■ EXERCISE
Render the material from its first line through the line containing "M 87 164 L 87", both ends included, as a JSON list of strings with one string per line and blank lines omitted.

■ DATASET EXCERPTS
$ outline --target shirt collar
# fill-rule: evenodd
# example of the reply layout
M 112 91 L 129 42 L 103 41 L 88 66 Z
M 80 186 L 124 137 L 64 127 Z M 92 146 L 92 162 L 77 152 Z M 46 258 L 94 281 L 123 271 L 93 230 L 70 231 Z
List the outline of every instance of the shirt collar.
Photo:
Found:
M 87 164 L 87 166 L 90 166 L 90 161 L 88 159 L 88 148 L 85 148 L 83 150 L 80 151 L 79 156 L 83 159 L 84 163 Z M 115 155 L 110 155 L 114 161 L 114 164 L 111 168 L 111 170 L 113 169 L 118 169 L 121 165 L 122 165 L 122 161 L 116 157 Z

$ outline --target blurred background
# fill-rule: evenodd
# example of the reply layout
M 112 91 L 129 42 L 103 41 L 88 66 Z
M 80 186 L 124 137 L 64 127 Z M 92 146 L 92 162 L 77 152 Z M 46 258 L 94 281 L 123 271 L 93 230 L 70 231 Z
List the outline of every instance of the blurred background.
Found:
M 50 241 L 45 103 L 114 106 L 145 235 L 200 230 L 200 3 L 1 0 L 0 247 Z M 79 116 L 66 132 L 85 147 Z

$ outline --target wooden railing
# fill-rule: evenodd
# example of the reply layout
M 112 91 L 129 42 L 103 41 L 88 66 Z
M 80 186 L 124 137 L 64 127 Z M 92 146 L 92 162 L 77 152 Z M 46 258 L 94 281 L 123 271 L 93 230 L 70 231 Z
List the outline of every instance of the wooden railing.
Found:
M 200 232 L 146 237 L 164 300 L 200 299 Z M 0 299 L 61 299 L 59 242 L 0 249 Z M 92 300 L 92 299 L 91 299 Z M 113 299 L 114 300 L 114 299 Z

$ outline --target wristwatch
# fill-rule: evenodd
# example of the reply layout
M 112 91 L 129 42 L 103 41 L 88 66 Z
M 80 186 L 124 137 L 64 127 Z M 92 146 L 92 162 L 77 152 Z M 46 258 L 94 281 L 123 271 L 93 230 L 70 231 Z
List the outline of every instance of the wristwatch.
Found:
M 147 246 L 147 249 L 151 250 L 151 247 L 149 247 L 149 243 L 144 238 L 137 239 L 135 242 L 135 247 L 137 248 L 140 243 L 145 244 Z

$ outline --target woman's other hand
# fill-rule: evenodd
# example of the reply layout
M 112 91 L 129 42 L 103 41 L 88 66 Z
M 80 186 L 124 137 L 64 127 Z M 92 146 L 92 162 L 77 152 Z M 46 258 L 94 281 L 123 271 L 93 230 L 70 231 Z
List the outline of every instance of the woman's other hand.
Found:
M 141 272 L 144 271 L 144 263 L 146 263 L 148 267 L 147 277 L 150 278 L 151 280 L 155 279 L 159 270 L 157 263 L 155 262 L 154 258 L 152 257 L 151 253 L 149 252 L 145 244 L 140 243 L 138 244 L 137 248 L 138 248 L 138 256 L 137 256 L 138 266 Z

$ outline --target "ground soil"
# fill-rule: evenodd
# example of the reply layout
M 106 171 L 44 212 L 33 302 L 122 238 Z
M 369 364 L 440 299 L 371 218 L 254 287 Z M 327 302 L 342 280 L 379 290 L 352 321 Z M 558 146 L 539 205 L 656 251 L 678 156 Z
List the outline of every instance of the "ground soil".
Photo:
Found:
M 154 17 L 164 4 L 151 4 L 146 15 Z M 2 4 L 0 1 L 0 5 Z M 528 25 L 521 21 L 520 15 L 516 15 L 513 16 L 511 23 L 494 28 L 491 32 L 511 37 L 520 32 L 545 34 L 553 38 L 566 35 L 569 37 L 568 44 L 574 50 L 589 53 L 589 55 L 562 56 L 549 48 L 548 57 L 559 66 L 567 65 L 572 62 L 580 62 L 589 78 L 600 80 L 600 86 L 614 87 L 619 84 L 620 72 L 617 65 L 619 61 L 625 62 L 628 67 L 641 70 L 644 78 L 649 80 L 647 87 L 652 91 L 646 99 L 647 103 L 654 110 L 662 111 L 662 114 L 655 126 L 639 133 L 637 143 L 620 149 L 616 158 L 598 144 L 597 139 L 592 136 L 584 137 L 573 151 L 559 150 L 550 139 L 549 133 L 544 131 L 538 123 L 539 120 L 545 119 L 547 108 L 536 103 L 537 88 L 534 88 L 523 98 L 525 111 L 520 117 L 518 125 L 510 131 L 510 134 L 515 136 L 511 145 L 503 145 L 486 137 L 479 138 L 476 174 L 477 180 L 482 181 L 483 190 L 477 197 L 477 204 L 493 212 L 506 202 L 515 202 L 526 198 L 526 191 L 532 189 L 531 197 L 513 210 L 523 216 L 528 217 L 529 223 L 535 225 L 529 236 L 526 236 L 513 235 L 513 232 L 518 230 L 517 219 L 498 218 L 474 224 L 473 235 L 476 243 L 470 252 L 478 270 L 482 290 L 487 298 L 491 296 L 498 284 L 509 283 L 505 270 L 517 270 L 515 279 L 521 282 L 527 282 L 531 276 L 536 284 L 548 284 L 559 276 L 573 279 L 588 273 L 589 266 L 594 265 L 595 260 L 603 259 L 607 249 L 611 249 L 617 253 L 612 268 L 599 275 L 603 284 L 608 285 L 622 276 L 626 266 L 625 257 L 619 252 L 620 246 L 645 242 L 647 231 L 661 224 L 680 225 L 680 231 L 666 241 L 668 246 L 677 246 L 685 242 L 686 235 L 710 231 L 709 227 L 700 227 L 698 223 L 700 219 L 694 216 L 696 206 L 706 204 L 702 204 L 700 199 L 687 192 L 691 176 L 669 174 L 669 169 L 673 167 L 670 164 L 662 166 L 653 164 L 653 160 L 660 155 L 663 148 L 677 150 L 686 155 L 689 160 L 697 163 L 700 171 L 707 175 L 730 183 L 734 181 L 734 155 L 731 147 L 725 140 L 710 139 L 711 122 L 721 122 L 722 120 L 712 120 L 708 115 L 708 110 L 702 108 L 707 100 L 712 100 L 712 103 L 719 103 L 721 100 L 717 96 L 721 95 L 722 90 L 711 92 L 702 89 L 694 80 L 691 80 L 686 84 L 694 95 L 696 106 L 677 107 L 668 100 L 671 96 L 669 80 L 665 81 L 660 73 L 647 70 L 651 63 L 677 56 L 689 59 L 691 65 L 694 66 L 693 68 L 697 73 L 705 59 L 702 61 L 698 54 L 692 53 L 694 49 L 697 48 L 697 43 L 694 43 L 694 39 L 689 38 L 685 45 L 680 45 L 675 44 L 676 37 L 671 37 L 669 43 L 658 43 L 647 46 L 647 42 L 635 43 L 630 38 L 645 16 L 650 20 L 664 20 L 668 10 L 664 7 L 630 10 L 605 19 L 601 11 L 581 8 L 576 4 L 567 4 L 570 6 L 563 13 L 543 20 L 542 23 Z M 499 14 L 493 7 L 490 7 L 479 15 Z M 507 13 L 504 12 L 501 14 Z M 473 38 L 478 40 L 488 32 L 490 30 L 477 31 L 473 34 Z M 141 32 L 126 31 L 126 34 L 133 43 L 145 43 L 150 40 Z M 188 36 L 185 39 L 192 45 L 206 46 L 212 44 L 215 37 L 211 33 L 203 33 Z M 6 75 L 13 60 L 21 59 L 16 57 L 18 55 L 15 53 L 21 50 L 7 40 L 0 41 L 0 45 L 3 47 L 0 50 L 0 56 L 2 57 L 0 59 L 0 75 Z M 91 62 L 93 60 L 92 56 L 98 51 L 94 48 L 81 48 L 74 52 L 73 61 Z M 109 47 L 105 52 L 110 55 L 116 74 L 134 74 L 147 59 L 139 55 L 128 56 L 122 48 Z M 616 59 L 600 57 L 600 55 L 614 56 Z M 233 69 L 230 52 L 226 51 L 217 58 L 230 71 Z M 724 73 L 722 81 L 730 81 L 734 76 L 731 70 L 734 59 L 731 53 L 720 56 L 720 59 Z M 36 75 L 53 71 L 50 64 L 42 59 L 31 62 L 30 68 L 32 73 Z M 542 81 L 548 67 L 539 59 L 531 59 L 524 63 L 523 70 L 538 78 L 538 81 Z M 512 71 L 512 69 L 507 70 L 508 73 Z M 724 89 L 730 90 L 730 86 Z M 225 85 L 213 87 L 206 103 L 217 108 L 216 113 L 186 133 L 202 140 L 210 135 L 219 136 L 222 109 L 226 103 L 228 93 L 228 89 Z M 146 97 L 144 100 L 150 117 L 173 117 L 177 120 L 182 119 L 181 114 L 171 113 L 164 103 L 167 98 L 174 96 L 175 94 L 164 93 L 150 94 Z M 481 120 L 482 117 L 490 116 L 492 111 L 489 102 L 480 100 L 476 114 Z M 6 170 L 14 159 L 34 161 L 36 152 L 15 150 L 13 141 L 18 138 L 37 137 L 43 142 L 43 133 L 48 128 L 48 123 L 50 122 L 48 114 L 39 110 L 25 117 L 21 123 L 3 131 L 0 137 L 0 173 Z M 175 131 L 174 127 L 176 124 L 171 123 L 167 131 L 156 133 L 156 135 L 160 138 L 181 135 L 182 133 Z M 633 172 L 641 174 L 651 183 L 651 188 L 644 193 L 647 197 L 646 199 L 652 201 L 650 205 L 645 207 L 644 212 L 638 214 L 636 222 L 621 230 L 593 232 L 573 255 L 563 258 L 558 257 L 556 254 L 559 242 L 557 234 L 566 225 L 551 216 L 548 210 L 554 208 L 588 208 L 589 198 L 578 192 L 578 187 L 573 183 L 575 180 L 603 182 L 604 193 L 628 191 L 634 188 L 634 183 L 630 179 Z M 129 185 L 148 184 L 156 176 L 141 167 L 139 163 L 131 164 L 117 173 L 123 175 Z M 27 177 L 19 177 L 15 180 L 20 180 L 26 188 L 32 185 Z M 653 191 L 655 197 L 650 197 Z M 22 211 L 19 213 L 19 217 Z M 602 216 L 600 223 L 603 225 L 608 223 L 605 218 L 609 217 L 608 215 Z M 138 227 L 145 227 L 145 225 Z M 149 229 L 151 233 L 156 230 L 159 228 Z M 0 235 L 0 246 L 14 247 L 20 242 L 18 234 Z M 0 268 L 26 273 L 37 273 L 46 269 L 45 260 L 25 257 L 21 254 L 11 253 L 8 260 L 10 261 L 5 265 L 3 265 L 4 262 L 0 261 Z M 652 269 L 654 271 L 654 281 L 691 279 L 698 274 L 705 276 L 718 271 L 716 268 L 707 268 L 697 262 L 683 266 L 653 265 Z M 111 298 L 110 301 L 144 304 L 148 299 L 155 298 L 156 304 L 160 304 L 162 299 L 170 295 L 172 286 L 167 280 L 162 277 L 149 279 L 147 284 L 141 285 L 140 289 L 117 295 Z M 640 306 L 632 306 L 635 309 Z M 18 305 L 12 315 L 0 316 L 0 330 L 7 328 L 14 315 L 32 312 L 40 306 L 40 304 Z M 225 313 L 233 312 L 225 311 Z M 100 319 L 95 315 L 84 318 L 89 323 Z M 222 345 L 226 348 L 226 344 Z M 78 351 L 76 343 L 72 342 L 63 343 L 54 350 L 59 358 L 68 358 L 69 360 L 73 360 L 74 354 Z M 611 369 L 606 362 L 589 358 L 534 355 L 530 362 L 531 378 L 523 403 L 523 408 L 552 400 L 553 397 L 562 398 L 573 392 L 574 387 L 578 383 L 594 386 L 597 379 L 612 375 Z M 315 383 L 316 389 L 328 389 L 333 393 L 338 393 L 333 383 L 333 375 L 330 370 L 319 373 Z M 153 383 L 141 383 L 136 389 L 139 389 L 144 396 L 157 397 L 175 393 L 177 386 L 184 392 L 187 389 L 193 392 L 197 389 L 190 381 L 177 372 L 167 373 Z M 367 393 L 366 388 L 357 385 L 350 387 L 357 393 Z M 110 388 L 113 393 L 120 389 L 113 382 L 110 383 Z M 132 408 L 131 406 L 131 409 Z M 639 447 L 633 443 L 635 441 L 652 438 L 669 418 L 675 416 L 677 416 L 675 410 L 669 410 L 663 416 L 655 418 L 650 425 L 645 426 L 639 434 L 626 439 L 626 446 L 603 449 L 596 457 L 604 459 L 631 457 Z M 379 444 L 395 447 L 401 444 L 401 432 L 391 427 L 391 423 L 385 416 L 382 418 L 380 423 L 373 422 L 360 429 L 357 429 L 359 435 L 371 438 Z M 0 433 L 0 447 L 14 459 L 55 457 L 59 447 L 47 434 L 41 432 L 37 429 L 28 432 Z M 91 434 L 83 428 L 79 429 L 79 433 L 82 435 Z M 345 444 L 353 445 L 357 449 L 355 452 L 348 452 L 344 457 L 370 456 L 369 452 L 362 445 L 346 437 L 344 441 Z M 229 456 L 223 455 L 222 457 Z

■ WORKED SOLUTION
[
  "$ outline --target shirt collar",
  "# fill-rule: evenodd",
  "# example of the reply layout",
  "M 112 91 L 129 42 L 103 41 L 88 66 Z",
  "M 80 186 L 124 137 L 64 127 Z M 92 146 L 92 162 L 77 152 Z M 46 258 L 94 281 L 123 271 L 93 230 L 70 231 Z",
  "List the outline of every instance of the shirt collar.",
  "Photo:",
  "Found:",
  "M 87 164 L 87 166 L 90 166 L 90 161 L 88 159 L 88 148 L 85 148 L 83 150 L 80 151 L 79 156 L 83 159 L 84 163 Z M 115 155 L 110 155 L 114 161 L 114 164 L 111 168 L 111 170 L 113 169 L 118 169 L 121 165 L 122 165 L 122 161 L 116 157 Z"
]